**EXERCISE REQUIREMENTS**. Could you write out the forum thread on applying to Oxford word for word, starting with "Ok thanks. Honestly, spending" and going on through "elsewhere is not."?

**QUOTED PASSAGE**.

━━━━

Ok thanks. Honestly, spending a year as a gap is fine for me since undergraduate is 4 years in my country (3 in the UK). I know its not a good idea to reapply but official website specify that I can still apply. So I was guessing my university in my country could make advantage of my application. Like if I'm currently in university of Tokyo, doesn't it give any advantage to my application?

Reply 21

Also, I don't even think they can know whether I'm currently at uni tho

Reply 22

Taking a gap year is absolutely fine. Starting uni elsewhere is not.

Oxford won’t make offers to someone who is currently an undergraduate elsewhere unless there are genuinely exceptional circumstances as to why they need to change degree part way through. That is made very clear on the website. By starting a course elsewhere you’d be making it very unlikely you’d get an Oxford place.

Trying to cover up that you are at uni isn’t likely to go well. You would be asking your teacher to lie by omission in your reference, which they would probably not be comfortable with, and you are very likely to be asked about your gap year plans at interview and would have to lie again. Oxford do some checking of things declared on the UCAS form and if it came out you would have the place rescinded after an offer for dishonesty. It’s really not worth the risk.

━━━━

**RECORDS SHOWN**.
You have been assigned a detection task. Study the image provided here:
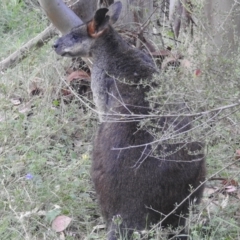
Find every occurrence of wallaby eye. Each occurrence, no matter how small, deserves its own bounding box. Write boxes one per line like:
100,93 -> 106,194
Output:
72,34 -> 78,40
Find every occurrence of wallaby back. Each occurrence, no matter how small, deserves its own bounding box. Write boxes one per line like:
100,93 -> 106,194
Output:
54,2 -> 205,240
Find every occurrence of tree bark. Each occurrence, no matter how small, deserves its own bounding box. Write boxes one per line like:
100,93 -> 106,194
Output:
0,25 -> 57,71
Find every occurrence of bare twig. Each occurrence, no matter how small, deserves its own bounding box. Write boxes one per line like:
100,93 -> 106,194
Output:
0,25 -> 56,71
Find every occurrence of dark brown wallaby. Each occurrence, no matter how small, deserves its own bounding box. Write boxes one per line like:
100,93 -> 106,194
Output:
54,2 -> 205,240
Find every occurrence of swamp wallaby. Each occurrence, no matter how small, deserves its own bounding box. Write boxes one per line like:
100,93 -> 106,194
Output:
54,2 -> 205,240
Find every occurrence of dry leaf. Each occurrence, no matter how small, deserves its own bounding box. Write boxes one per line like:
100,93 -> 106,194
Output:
221,195 -> 229,208
52,215 -> 72,232
67,70 -> 91,82
10,98 -> 21,106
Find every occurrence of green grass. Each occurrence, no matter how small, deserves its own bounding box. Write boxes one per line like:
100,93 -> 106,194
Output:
0,0 -> 240,240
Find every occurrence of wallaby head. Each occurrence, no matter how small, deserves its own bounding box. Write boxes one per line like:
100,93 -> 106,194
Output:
53,2 -> 122,57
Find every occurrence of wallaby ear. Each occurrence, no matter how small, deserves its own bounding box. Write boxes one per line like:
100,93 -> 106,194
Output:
87,8 -> 110,37
107,1 -> 122,24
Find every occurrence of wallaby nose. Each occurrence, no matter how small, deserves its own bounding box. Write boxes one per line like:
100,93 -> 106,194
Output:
53,41 -> 59,49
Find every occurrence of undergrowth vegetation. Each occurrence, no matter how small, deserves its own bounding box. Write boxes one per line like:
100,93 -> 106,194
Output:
0,0 -> 240,240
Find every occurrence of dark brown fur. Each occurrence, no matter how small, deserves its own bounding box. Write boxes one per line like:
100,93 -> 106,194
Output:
55,3 -> 205,240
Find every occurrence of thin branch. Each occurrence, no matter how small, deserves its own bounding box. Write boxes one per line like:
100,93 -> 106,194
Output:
0,25 -> 57,72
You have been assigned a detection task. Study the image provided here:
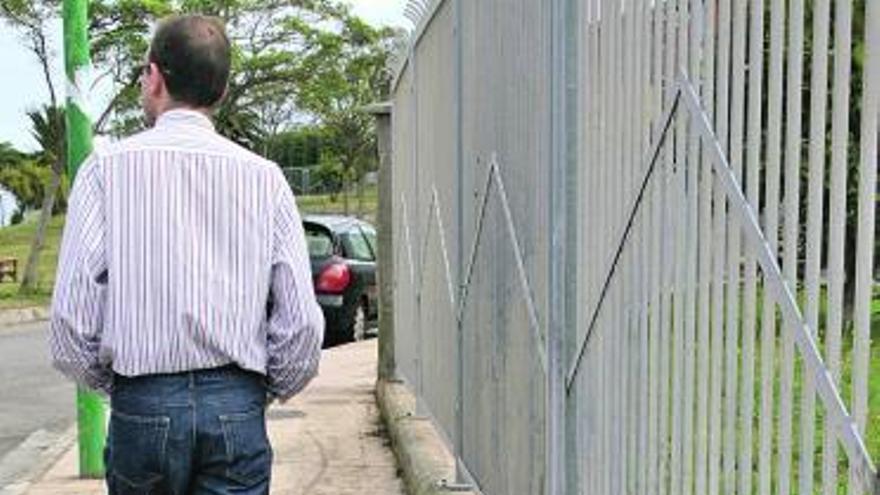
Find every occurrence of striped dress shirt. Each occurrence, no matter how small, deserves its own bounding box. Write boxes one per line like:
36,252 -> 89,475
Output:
50,110 -> 324,399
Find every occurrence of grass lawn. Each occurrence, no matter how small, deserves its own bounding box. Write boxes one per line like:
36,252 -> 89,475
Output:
0,216 -> 64,309
0,186 -> 378,309
296,186 -> 379,223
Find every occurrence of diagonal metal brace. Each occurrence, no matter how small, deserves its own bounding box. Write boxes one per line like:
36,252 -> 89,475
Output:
458,153 -> 547,373
565,88 -> 681,394
679,73 -> 880,495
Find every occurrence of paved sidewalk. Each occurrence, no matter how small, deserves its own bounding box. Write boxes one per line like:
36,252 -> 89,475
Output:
21,339 -> 405,495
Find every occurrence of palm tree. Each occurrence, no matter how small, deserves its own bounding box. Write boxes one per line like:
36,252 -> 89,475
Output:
21,105 -> 67,293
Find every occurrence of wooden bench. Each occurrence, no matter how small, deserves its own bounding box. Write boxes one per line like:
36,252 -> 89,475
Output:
0,258 -> 18,283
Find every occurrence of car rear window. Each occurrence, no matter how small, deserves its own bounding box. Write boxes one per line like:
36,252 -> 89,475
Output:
342,230 -> 373,261
303,223 -> 333,258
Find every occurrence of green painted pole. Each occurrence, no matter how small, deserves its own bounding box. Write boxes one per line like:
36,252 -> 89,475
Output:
63,0 -> 107,478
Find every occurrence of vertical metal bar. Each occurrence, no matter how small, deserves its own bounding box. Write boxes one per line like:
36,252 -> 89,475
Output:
822,0 -> 852,495
560,0 -> 589,495
681,0 -> 705,495
777,0 -> 804,495
669,0 -> 690,494
659,0 -> 677,495
758,0 -> 785,495
597,0 -> 614,493
453,0 -> 466,483
724,1 -> 747,495
739,0 -> 764,494
709,0 -> 733,495
799,0 -> 830,493
646,0 -> 663,495
850,1 -> 880,494
694,0 -> 716,495
545,0 -> 569,493
633,0 -> 650,494
623,0 -> 640,493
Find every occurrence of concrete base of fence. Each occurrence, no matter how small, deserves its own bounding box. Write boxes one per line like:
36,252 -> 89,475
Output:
376,380 -> 476,495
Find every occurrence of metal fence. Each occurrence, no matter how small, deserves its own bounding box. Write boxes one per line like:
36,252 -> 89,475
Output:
384,0 -> 880,495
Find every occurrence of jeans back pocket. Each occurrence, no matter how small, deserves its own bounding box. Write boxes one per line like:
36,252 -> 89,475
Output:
107,411 -> 171,495
220,409 -> 272,487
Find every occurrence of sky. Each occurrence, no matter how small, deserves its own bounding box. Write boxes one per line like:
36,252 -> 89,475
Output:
0,0 -> 409,152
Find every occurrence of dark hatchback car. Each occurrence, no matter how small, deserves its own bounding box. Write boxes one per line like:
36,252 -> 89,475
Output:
303,215 -> 378,346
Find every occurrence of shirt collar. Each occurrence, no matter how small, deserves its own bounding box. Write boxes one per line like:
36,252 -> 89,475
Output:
156,108 -> 215,131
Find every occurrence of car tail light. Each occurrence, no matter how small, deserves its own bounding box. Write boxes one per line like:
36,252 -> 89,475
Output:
315,263 -> 351,294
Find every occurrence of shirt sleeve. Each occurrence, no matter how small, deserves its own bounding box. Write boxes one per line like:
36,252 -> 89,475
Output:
49,155 -> 113,393
267,179 -> 324,400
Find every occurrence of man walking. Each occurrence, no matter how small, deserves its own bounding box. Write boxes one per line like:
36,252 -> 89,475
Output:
50,16 -> 324,495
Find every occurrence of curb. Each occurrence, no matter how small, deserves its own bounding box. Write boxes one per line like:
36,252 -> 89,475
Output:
0,306 -> 49,327
0,424 -> 76,495
376,380 -> 477,495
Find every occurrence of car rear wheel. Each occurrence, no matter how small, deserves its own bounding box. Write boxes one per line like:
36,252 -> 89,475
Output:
351,301 -> 367,342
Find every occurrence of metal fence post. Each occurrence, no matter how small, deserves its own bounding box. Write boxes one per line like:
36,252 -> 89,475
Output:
366,103 -> 397,380
453,0 -> 467,483
544,0 -> 569,495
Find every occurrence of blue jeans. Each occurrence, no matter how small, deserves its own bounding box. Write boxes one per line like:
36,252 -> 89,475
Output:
104,366 -> 272,495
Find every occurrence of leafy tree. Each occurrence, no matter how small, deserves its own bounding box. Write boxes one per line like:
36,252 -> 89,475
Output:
293,12 -> 400,213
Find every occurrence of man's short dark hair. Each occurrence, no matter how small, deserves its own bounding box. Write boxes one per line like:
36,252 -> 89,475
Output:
149,15 -> 231,108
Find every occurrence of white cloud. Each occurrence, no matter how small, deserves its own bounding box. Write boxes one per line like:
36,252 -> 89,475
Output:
346,0 -> 409,27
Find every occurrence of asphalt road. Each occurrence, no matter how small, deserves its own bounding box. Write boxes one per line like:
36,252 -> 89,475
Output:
0,323 -> 76,459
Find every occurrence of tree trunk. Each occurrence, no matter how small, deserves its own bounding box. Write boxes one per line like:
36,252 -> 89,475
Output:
20,168 -> 61,294
355,168 -> 364,220
342,167 -> 351,216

━━━━

**FINISHED EXERCISE**.
Ok thanks. Honestly, spending a year as a gap is fine for me since undergraduate is 4 years in my country (3 in the UK). I know its not a good idea to reapply but official website specify that I can still apply. So I was guessing my university in my country could make advantage of my application. Like if I'm currently in university of Tokyo, doesn't it give any advantage to my application?

Reply 21

Also, I don't even think they can know whether I'm currently at uni tho

Reply 22

Taking a gap year is absolutely fine. Starting uni elsewhere is not.